━━━ Supplied data
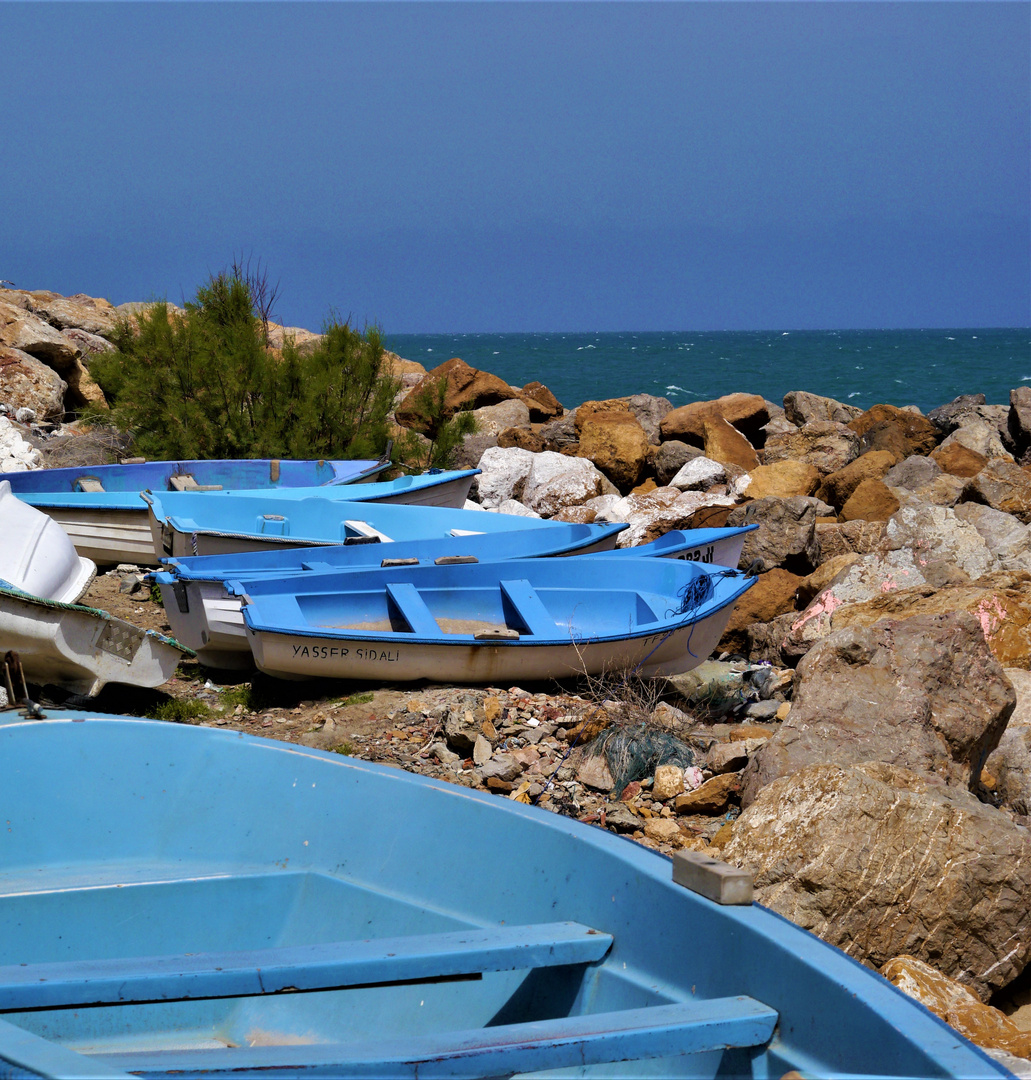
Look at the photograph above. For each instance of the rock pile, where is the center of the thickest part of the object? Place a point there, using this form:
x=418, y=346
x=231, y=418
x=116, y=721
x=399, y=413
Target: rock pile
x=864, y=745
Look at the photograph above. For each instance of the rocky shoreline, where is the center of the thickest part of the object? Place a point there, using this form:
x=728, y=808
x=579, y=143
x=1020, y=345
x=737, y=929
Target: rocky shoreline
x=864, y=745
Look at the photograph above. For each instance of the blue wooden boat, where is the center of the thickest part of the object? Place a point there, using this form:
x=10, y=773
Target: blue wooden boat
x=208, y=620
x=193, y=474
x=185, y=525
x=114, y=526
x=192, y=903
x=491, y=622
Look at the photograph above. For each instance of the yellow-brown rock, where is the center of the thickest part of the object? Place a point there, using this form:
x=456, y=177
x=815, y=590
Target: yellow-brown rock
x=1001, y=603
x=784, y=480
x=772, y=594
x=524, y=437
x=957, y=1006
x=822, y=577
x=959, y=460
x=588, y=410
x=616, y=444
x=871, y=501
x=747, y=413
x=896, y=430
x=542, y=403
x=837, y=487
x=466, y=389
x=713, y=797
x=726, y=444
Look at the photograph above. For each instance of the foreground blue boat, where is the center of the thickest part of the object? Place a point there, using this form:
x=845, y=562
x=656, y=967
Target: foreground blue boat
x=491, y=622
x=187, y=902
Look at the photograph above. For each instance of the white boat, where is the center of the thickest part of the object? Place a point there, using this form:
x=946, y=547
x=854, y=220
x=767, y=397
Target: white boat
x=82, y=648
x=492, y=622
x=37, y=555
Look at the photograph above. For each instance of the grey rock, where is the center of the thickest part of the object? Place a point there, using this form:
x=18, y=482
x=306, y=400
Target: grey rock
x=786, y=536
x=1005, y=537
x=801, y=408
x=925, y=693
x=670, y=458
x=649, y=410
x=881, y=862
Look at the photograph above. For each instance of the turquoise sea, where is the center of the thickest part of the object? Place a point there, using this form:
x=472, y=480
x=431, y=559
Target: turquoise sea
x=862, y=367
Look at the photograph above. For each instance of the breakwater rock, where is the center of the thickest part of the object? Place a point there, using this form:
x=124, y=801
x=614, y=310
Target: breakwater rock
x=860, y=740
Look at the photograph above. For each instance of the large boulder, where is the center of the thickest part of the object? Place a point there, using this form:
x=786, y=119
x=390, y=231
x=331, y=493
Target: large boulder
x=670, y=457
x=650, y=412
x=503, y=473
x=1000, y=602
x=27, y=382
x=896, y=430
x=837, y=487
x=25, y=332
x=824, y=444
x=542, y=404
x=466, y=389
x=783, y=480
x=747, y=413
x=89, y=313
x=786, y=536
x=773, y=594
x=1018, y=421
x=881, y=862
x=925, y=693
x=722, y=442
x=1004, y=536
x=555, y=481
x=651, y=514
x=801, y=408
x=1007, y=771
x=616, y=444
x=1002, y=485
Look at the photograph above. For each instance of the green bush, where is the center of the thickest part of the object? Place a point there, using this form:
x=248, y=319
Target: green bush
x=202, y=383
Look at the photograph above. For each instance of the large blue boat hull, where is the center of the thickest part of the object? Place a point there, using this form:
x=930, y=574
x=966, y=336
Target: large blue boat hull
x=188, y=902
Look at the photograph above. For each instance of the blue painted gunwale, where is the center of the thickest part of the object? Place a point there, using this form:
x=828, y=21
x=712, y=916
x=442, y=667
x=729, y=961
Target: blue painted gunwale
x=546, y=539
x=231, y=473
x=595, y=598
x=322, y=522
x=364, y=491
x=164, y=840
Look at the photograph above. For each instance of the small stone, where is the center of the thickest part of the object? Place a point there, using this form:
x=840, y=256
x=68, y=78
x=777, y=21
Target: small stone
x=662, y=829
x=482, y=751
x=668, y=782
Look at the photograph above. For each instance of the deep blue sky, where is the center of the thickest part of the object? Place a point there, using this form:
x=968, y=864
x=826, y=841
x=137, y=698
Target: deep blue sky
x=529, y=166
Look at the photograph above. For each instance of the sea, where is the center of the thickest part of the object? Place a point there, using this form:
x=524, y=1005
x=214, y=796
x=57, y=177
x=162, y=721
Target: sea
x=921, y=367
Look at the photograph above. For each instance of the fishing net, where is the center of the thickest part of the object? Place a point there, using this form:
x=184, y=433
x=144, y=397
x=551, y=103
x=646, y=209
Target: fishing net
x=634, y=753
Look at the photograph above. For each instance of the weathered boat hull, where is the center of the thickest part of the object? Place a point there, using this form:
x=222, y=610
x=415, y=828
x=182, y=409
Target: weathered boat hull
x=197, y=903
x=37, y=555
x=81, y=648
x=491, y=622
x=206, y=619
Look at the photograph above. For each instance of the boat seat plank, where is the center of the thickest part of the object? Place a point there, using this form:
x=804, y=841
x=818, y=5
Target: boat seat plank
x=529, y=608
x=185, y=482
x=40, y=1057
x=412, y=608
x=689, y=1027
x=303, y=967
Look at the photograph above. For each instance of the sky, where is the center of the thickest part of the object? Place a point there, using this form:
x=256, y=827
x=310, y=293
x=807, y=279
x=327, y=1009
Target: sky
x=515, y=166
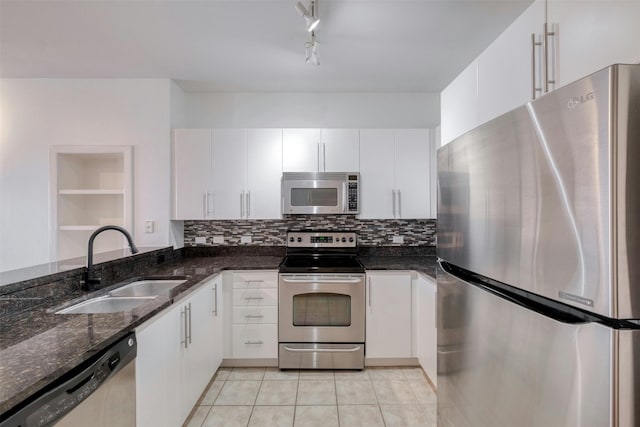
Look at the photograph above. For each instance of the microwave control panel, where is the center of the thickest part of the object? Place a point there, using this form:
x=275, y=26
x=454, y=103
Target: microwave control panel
━━━━━━
━━━ Supplied data
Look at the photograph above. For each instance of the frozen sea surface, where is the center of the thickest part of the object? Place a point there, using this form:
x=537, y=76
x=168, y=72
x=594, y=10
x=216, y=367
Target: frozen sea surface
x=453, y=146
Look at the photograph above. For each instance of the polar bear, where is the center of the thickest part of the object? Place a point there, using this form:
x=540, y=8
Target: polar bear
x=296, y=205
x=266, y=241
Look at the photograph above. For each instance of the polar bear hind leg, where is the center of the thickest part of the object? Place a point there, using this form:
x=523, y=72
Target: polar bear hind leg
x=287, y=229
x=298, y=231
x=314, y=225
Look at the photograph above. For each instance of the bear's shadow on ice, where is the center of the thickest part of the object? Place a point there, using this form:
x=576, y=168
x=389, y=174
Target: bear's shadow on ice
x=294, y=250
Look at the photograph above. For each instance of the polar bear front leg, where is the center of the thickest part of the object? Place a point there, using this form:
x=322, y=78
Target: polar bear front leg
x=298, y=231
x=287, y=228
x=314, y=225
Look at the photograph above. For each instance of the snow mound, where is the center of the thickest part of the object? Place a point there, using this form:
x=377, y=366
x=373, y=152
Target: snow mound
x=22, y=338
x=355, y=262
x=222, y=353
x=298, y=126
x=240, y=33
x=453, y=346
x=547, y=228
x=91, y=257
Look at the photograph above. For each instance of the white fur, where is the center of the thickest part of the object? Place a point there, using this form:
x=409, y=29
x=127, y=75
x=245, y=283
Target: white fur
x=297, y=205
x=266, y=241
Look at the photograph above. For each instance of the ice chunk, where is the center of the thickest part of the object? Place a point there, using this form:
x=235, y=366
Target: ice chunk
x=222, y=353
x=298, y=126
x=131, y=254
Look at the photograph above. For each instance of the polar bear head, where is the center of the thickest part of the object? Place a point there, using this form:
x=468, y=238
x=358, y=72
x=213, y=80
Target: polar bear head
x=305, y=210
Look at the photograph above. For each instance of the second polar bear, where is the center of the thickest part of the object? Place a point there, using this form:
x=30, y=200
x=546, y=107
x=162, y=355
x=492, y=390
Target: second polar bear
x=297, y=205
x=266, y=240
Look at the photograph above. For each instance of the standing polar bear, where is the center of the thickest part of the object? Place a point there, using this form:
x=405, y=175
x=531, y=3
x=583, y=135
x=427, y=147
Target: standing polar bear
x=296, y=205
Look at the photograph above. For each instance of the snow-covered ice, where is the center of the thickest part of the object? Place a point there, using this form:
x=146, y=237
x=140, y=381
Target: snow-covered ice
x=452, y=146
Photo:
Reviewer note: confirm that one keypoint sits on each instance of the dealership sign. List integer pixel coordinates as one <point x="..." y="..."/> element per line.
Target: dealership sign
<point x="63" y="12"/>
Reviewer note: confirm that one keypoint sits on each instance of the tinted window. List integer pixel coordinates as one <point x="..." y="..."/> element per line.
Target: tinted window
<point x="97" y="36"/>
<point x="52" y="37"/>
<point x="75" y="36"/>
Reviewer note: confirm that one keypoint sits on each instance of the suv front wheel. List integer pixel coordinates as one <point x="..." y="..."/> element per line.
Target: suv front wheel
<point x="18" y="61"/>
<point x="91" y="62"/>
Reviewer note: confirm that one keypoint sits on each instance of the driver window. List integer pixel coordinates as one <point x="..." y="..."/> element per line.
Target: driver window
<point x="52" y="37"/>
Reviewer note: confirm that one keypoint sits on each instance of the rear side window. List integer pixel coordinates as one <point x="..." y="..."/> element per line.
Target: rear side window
━━━━━━
━━━ Supplied data
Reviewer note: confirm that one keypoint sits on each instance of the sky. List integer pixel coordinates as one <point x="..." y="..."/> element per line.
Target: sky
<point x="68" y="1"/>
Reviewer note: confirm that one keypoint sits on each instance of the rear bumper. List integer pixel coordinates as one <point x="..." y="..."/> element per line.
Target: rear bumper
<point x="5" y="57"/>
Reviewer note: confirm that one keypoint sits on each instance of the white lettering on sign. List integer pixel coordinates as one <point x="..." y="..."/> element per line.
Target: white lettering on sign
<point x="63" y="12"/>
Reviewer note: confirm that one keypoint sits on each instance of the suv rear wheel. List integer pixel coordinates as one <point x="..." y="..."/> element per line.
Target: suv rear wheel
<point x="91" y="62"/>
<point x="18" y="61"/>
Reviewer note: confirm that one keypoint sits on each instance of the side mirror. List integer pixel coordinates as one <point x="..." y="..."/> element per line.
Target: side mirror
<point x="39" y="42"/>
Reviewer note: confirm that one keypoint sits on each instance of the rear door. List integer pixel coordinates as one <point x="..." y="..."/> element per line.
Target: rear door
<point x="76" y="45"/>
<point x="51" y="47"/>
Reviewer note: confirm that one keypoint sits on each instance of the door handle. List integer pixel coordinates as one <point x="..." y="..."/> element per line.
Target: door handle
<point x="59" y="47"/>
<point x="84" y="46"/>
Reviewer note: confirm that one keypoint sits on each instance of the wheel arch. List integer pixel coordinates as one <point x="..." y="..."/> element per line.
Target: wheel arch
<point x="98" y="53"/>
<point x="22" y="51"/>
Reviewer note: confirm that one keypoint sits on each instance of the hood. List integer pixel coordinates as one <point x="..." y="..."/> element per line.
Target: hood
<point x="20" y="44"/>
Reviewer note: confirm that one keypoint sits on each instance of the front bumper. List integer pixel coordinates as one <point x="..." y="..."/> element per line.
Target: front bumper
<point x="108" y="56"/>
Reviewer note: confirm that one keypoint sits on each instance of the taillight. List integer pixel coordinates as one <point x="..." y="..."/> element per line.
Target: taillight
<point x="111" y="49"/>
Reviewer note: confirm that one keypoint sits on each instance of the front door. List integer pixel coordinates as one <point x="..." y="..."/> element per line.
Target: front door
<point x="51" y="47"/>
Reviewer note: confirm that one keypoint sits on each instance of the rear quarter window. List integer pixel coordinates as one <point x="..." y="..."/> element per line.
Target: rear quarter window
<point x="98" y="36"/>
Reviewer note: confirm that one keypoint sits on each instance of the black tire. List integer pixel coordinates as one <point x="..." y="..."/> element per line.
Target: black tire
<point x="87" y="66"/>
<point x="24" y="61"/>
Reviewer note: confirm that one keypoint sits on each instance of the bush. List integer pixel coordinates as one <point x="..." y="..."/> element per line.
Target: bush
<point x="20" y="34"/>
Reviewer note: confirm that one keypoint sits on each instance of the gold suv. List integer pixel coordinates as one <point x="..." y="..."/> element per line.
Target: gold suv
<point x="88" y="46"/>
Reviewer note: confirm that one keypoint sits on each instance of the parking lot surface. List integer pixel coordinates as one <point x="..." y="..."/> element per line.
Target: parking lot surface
━━━━━━
Directions: Recast the part of the records that opens with the line containing "Look at the photograph above. For each instance of the boat" and closes with the line containing "x=40, y=1057" as a numbered list, leaving out any blank lines.

Reply to the task:
1. Look at the photograph above. For each instance of the boat seat plank, where is the center of the thickest part of the object? Place a point there, using this form:
2. x=804, y=841
3. x=818, y=5
4. Target: boat seat plank
5. x=529, y=608
6. x=185, y=482
7. x=40, y=1057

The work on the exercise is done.